| Job |
Can you render the lines below as a Markdown table with the columns "Number" and "Line", running from the line containing "of the wooden" down to the last line, both ends included and blank lines skipped?

| Source material |
** Begin **
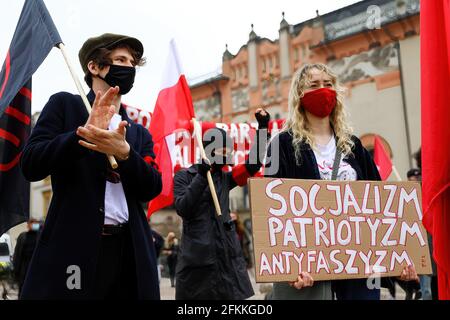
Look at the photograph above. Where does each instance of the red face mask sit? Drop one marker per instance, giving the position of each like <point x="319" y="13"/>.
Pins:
<point x="320" y="102"/>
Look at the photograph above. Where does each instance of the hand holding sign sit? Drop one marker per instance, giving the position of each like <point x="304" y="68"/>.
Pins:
<point x="337" y="230"/>
<point x="103" y="109"/>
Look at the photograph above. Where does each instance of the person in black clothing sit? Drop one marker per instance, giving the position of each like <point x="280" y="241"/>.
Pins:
<point x="210" y="260"/>
<point x="171" y="250"/>
<point x="25" y="245"/>
<point x="316" y="143"/>
<point x="158" y="240"/>
<point x="96" y="242"/>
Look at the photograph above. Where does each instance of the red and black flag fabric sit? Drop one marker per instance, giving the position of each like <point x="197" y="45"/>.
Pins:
<point x="33" y="39"/>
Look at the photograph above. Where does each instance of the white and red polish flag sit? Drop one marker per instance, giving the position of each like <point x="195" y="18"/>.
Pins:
<point x="382" y="159"/>
<point x="173" y="113"/>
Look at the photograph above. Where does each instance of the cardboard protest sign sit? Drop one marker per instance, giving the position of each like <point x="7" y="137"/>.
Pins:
<point x="336" y="230"/>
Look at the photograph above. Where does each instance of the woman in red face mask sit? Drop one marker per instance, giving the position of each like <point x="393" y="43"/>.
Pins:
<point x="317" y="143"/>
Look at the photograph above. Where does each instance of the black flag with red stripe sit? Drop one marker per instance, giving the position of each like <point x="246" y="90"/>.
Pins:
<point x="33" y="39"/>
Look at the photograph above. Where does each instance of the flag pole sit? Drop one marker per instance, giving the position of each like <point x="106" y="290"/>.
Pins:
<point x="62" y="47"/>
<point x="197" y="135"/>
<point x="397" y="175"/>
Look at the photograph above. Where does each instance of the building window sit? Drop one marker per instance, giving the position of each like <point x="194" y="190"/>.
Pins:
<point x="47" y="197"/>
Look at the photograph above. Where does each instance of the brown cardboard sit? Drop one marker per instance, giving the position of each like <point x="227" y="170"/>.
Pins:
<point x="285" y="228"/>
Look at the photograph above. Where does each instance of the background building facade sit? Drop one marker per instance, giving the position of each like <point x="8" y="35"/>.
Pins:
<point x="372" y="45"/>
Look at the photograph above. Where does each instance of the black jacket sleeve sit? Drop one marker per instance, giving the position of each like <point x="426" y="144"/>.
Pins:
<point x="187" y="193"/>
<point x="255" y="159"/>
<point x="275" y="159"/>
<point x="368" y="167"/>
<point x="49" y="147"/>
<point x="240" y="173"/>
<point x="139" y="172"/>
<point x="17" y="258"/>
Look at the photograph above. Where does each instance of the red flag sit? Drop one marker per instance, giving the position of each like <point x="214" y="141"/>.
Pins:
<point x="435" y="73"/>
<point x="382" y="159"/>
<point x="173" y="112"/>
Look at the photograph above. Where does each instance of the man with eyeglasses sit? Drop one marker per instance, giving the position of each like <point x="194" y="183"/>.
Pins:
<point x="96" y="242"/>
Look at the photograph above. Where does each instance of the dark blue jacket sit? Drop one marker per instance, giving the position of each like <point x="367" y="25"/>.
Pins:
<point x="72" y="231"/>
<point x="360" y="160"/>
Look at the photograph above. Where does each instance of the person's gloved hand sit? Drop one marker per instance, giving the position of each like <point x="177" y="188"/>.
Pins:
<point x="204" y="167"/>
<point x="263" y="118"/>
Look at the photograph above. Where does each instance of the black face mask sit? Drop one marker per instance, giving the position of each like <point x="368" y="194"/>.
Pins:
<point x="120" y="76"/>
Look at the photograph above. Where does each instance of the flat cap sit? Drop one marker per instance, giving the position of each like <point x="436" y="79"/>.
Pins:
<point x="107" y="41"/>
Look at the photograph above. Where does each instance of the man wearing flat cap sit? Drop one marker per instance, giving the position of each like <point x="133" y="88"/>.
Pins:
<point x="96" y="242"/>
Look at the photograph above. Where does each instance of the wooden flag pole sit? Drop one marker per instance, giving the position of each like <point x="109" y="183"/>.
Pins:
<point x="61" y="46"/>
<point x="397" y="175"/>
<point x="198" y="137"/>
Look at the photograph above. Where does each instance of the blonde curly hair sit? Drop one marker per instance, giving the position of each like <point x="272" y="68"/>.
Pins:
<point x="297" y="122"/>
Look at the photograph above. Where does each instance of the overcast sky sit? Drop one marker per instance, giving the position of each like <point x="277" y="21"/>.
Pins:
<point x="201" y="28"/>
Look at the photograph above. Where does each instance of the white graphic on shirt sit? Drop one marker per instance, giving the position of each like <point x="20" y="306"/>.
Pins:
<point x="325" y="160"/>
** End **
| Completed exercise |
| Number | Line |
|---|---|
| 1 | Look at the photograph above. Where does each instance of the wooden flag pole sit? Drop one marker per instance, giving the position of each like <point x="109" y="183"/>. |
| 2 | Pins: |
| 3 | <point x="61" y="46"/> |
| 4 | <point x="397" y="175"/> |
| 5 | <point x="198" y="137"/> |
| 6 | Look at the photograph above. Where does each instance of the blonde curly hair sit? Drop one marker per instance, giving the position of each like <point x="272" y="68"/>. |
| 7 | Pins: |
| 8 | <point x="297" y="122"/> |
| 9 | Look at the photograph above. Where does each instance of the overcast sky sit? Drop one marker per instance, giving the position of each like <point x="277" y="21"/>. |
| 10 | Pins: |
| 11 | <point x="201" y="28"/> |
| 12 | Look at the photograph above. Where does each instance of the white graphic on shirt sit? Drop one marker per instance, giving the position of each like <point x="20" y="306"/>. |
| 13 | Pins: |
| 14 | <point x="325" y="160"/> |